==== Data shown

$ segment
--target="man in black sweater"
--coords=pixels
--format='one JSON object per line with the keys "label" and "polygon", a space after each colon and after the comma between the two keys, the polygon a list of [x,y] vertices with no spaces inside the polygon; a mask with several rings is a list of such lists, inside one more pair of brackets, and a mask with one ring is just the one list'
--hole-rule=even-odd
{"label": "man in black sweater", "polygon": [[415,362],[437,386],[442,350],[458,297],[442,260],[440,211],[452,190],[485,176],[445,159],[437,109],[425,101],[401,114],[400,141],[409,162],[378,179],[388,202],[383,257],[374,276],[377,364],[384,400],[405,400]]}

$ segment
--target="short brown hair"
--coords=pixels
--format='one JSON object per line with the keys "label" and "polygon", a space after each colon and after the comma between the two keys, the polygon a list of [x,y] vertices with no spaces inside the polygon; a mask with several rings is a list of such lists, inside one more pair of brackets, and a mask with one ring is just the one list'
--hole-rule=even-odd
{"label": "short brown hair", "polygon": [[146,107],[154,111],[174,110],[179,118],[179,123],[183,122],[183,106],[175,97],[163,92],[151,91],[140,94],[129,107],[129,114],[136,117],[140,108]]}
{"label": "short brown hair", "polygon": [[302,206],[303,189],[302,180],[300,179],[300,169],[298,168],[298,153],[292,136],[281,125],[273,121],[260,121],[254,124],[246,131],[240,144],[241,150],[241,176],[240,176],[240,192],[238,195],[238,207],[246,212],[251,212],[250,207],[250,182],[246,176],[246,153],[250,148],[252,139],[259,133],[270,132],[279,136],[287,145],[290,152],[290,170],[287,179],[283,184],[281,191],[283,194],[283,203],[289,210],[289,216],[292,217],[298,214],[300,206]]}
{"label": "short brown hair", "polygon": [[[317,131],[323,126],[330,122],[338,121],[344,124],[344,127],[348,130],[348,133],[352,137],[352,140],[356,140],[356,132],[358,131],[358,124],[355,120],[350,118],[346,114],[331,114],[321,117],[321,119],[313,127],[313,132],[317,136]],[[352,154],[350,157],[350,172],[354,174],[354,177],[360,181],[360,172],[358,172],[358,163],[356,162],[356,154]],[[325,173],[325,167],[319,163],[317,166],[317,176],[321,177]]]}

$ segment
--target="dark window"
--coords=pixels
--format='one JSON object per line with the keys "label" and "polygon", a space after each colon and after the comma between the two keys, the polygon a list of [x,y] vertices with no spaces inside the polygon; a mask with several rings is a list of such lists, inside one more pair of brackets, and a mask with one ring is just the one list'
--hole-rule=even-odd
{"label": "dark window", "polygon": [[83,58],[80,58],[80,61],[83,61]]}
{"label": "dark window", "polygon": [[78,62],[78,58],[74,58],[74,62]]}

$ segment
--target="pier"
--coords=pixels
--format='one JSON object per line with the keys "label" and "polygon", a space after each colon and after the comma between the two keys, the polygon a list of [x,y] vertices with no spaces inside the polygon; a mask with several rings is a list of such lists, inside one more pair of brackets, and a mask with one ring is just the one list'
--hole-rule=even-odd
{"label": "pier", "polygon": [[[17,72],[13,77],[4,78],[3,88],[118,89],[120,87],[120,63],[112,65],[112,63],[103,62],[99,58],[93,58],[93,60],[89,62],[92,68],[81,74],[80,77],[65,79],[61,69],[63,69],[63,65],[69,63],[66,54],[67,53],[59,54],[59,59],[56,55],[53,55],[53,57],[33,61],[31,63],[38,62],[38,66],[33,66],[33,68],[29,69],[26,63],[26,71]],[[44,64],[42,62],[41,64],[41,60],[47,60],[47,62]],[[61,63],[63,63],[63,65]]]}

========

#### What to do:
Give each line of the records above again, unchanged.

#### Exercise response:
$ segment
--target="man in black sweater"
--coords=pixels
--format='one JSON object per line with the keys "label" and "polygon", a space after each colon and after the comma between the two keys, the polygon a list of [x,y] vertices with no spaces inside the polygon; a mask with several rings is a list of such lists, inside one more pair of brackets, and a mask with one ring is just the one list'
--hole-rule=even-odd
{"label": "man in black sweater", "polygon": [[415,362],[437,386],[442,350],[458,297],[442,260],[440,211],[452,190],[485,176],[445,159],[437,109],[425,101],[401,114],[400,141],[409,162],[378,179],[388,202],[383,257],[374,276],[377,364],[384,400],[405,400]]}

$ segment
--target="short brown hair"
--coords=pixels
--format='one JSON object per line with the keys "label" and "polygon", a space after each colon and after the comma between the two keys, the polygon a list of [x,y] vertices with no spaces inside the polygon; a mask with several rings is a list of such lists, inside one more pair of brackets, and a mask with one ring is just the one list'
--hole-rule=even-odd
{"label": "short brown hair", "polygon": [[146,107],[154,111],[174,110],[179,118],[179,123],[183,122],[183,106],[175,97],[163,92],[151,91],[140,94],[129,107],[129,114],[136,117],[140,108]]}
{"label": "short brown hair", "polygon": [[302,206],[303,189],[302,180],[300,179],[300,169],[298,168],[298,153],[292,136],[281,125],[273,121],[260,121],[254,124],[246,131],[240,144],[241,150],[241,176],[240,176],[240,192],[238,195],[238,207],[246,212],[251,212],[250,207],[250,182],[246,176],[246,153],[250,148],[252,139],[259,133],[270,132],[279,136],[287,145],[290,152],[290,170],[287,179],[283,184],[281,191],[283,194],[283,203],[289,210],[289,216],[292,217],[298,214],[300,206]]}
{"label": "short brown hair", "polygon": [[[317,131],[323,126],[330,122],[338,121],[344,124],[344,127],[348,130],[348,133],[352,137],[352,140],[356,140],[356,132],[358,131],[358,124],[355,120],[350,118],[346,114],[331,114],[321,117],[321,119],[313,127],[313,132],[317,136]],[[352,154],[350,157],[350,172],[354,174],[354,177],[360,181],[360,172],[358,172],[358,163],[356,162],[356,154]],[[325,173],[325,167],[319,163],[317,166],[317,176],[321,177]]]}

$ segment
--target="dark window"
--coords=pixels
--format='one JSON object per line with the keys "label" and "polygon", a space after each colon and after the comma between the two keys, the polygon a list of [x,y] vertices with no spaces inside the polygon; a mask with several rings is a list of such lists, inside one more pair of brackets, and a mask with one ring is just the one list'
--hole-rule=even-odd
{"label": "dark window", "polygon": [[83,58],[80,58],[80,61],[83,61]]}
{"label": "dark window", "polygon": [[78,62],[78,58],[74,58],[74,62]]}

$ segment
--target="pier"
--coords=pixels
--format='one JSON object per line with the keys "label" and "polygon", a space after each colon and after the comma between the two keys, the polygon a list of [x,y] vertices with no spaces inside the polygon; a mask with several rings is a list of such lists, inside one more pair of brackets, and a mask with one ring is just the one list'
--hole-rule=even-odd
{"label": "pier", "polygon": [[[17,72],[13,77],[4,78],[3,88],[118,89],[120,87],[120,63],[112,65],[112,63],[103,62],[99,58],[93,58],[93,60],[89,62],[92,68],[81,74],[80,77],[65,79],[61,69],[63,69],[63,65],[69,63],[66,54],[67,53],[59,54],[59,59],[56,55],[53,55],[53,57],[33,61],[31,63],[38,62],[38,66],[33,66],[33,68],[29,69],[26,63],[26,71]],[[44,64],[42,62],[41,64],[41,60],[47,60],[47,62]],[[61,63],[63,63],[63,65]]]}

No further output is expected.